**** Material for the task

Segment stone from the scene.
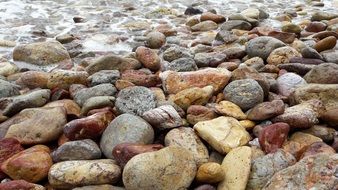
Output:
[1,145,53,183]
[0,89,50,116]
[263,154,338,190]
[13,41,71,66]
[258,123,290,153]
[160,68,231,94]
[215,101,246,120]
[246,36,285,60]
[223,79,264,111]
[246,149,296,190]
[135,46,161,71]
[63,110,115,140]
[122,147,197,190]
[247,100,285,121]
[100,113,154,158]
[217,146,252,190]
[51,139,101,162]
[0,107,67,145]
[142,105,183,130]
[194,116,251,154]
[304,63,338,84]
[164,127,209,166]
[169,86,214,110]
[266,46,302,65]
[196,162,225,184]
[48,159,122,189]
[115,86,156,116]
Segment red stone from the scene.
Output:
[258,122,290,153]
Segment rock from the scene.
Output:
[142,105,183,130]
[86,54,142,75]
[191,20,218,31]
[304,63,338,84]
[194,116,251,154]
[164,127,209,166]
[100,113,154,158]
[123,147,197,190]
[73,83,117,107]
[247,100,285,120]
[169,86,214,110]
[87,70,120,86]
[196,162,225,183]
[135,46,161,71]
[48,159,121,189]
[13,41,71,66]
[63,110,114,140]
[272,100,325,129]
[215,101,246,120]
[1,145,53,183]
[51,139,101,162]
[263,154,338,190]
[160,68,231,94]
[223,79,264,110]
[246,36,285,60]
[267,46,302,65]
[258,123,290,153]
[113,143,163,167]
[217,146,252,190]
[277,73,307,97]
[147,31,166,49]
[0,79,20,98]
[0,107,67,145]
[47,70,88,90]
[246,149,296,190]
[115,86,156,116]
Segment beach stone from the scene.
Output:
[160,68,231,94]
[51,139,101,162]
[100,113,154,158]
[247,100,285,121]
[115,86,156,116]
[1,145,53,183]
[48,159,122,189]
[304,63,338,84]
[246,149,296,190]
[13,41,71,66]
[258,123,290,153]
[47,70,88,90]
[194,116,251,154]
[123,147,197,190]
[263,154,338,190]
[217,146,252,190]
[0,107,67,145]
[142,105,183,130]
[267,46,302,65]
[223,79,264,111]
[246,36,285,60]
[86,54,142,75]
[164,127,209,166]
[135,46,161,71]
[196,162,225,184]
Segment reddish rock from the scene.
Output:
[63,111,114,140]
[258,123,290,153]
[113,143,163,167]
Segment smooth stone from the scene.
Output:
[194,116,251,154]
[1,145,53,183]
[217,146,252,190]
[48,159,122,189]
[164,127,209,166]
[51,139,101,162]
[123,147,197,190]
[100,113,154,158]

********
**** Material for the task

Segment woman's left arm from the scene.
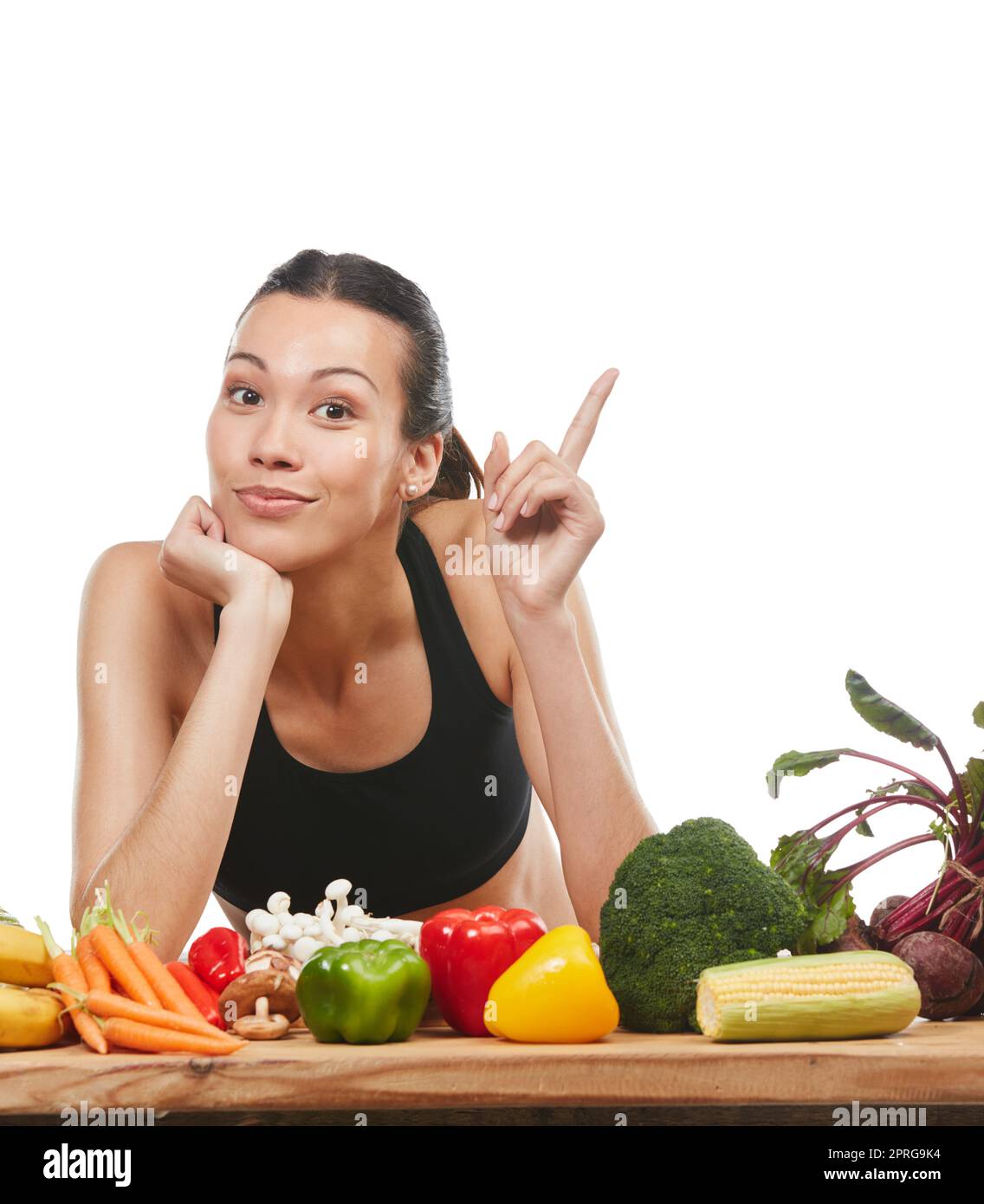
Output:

********

Objective: Rewrite the part that opens with the line containing "Segment stone from the scene." and closes with the line containing "[258,122,290,153]", replacing "stone" with "rock" and changing nothing else. Leave the pictures out.

Result of this exercise:
Segment rock from the scene.
Output:
[1,145,53,183]
[0,89,50,116]
[263,154,338,190]
[13,41,71,66]
[258,123,290,153]
[160,68,231,94]
[215,101,246,120]
[246,36,285,60]
[223,79,264,111]
[246,149,296,190]
[135,46,161,71]
[63,110,115,140]
[122,147,197,190]
[247,100,285,121]
[100,113,154,158]
[217,146,252,190]
[51,139,101,162]
[0,107,67,145]
[142,105,183,130]
[194,116,251,154]
[304,63,338,84]
[164,127,209,166]
[169,86,214,110]
[266,46,302,65]
[196,162,225,184]
[48,159,122,189]
[115,86,156,116]
Segment red rock from the scene.
Output:
[258,122,290,153]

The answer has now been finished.